═════ Data extracts ═════
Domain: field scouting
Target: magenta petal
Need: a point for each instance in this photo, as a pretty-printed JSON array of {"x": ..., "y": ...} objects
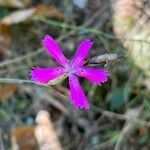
[
  {"x": 44, "y": 75},
  {"x": 97, "y": 76},
  {"x": 77, "y": 95},
  {"x": 54, "y": 50},
  {"x": 82, "y": 53}
]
═════
To do
Print each line of the material above exactly, with the pictures removed from your copy.

Response to this exercise
Domain: field scouting
Target: magenta petal
Need: a point for each instance in this photo, as a pretty-printed JSON array of {"x": ..., "y": ...} objects
[
  {"x": 44, "y": 75},
  {"x": 97, "y": 76},
  {"x": 77, "y": 95},
  {"x": 54, "y": 50},
  {"x": 82, "y": 53}
]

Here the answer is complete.